• _EXERCISE PROMPT_:
According to the project description below, what does entropy generation allow to be measured, as opposed to energy use?

• _GIVEN PASSAGE_:

# # # # #

Grantham Scholar

Theresa Nelson

A missing ingredient in our understanding of human influence on global environmental change is the quantitative measure of the energy interactions of societies operating under varied technological and geographical conditions.

This project seeks to employ the archaeological and historical data for the comparative investigation of energy use in different societies. The project lies at the interfaces between physics, archaeology and ecology and it will be addressed by developing models to calculate entropy generation rates within the case study systems. Entropy generation (as opposed to energy use) allows the “quality” or “usefulness” of different energy resources to be measured. We will explore how we might calculate entropy generation in a series of sub-systems coupled with the environment with the aim of learning about the conditions of social change. A critical aspect of the study should be the development of methods and models that provide baseline data for both the critical analysis of existing studies and to inform current and emerging policy decisions about the future of our planet.

# # # # #

• _PROVIDED RECORDS_:

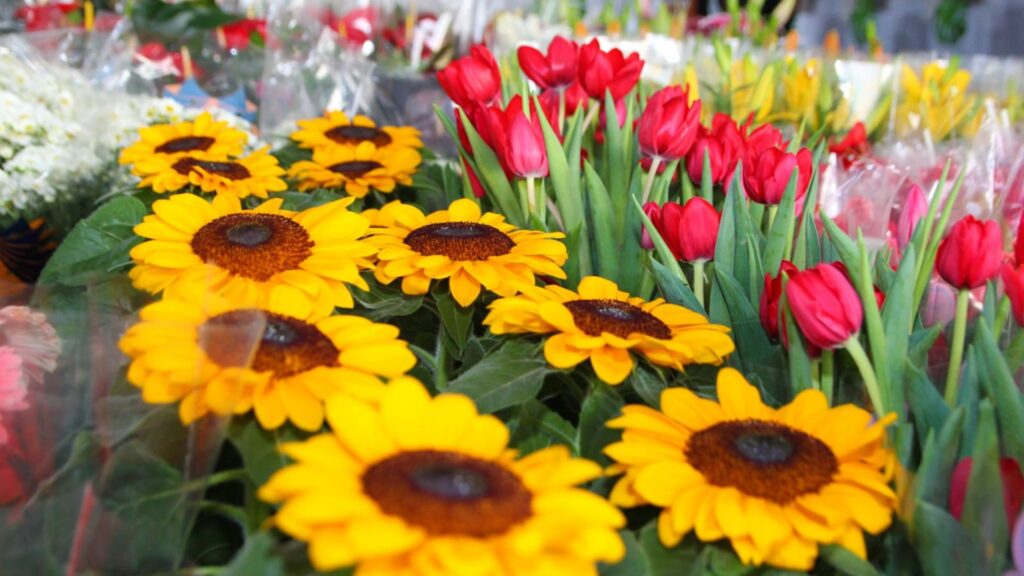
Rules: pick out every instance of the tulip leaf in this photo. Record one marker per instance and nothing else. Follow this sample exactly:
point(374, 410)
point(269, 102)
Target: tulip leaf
point(984, 510)
point(1000, 388)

# # # # #

• _PROBLEM SOLUTION_:
The "quality" or "usefulness" of different energy resources.